DATASET ENTRIES:

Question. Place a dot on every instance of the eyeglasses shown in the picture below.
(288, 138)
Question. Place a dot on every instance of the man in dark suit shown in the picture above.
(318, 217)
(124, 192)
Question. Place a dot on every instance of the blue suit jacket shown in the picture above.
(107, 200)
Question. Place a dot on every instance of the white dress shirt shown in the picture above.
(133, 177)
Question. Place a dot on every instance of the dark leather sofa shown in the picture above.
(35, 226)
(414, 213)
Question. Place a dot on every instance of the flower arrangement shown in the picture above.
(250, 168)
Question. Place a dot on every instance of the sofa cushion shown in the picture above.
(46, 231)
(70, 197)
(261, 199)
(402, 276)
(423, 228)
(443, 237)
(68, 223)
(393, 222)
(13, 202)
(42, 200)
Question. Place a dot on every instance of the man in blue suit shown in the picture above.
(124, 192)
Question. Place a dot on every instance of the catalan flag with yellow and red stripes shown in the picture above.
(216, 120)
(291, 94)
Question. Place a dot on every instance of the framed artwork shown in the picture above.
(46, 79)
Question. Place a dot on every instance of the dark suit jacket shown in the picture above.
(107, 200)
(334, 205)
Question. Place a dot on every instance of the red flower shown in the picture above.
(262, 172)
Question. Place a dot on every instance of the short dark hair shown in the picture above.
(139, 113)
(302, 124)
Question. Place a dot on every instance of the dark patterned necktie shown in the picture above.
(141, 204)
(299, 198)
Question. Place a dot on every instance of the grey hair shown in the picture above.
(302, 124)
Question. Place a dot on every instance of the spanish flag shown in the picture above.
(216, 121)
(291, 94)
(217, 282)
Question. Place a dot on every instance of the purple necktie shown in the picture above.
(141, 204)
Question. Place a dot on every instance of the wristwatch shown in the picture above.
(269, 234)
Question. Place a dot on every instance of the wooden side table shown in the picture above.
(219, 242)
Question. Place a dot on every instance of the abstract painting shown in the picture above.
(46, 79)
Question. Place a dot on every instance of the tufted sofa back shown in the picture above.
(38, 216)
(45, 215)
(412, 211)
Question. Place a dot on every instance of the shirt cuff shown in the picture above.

PROBLEM REQUIREMENTS:
Repeat every entry exactly as written above.

WRITTEN REPLY:
Question. Place a dot on every instance of the eyeglasses shown in the picture below.
(288, 138)
Question. Place a dot on every instance of the man in dark suit shown in the picture above.
(318, 217)
(124, 192)
Question. Place a dot on every instance of the blue suit jacket shown in the picture above.
(107, 200)
Question. Place a dot on every instance of the white dress shirt shown in the picture above.
(133, 177)
Question. Place a dot on every instance of the dark leather sofa shown in the picture above.
(35, 226)
(414, 213)
Question. Place a dot on every instance of the flower arrangement shown in the picture above.
(250, 168)
Question. Place a dot on every instance of the sofa cushion shown in the picture above.
(46, 231)
(70, 197)
(261, 199)
(402, 276)
(423, 228)
(443, 237)
(68, 223)
(393, 222)
(13, 202)
(42, 200)
Question. Place a dot on every instance of the man in blue suit shown in the picture above.
(124, 192)
Question. Place a dot on every instance of the catalan flag with yellow and red stripes shown in the picture above.
(216, 120)
(291, 94)
Question. Place a dot on every instance of the framed artwork shown in the picture above.
(46, 79)
Question. Place a dot on every instance of the dark suit jacket shown in the picture above.
(107, 200)
(334, 205)
Question. Place a dot on every instance of the red flower shown in the picture above.
(262, 172)
Question. Place a dot on every instance of the short dark hair shown in the picture above.
(139, 113)
(302, 124)
Question. Place a dot on every instance of the dark patterned necktie shown in the picture above.
(141, 204)
(299, 198)
Question. Place a dot on every instance of the grey hair shown in the picture above.
(302, 124)
Question. Place a dot on every instance of the spanish flag shown in the picture above.
(216, 121)
(291, 94)
(217, 282)
Question. Place a dot on every instance of the purple necktie shown in the picture above.
(141, 204)
Question. Place a dot on every instance of the wristwatch shown in the picture above.
(269, 234)
Question. Place a dot on every instance of the wooden side table shown in the picture above.
(219, 242)
Question. Place a dot on every instance of the abstract painting shown in the picture above.
(46, 79)
Question. Place a dot on every instance of the tufted sofa back shown in the picture above.
(38, 216)
(45, 215)
(412, 211)
Question. Place a dot on every instance of the shirt cuff shown in the picture above.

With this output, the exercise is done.